Exercise instructions: The data is to be reproduced in full and without error.

************

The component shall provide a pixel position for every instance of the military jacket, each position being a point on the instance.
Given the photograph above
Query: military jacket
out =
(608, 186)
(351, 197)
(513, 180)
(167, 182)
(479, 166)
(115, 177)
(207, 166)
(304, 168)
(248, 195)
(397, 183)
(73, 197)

************

Task result:
The component shall provide a pixel position for every instance of the military jacket, each position being a point on the instance.
Given the photograph above
Query: military jacket
out =
(608, 186)
(351, 197)
(513, 180)
(167, 182)
(479, 166)
(115, 177)
(207, 166)
(304, 168)
(248, 195)
(397, 183)
(73, 197)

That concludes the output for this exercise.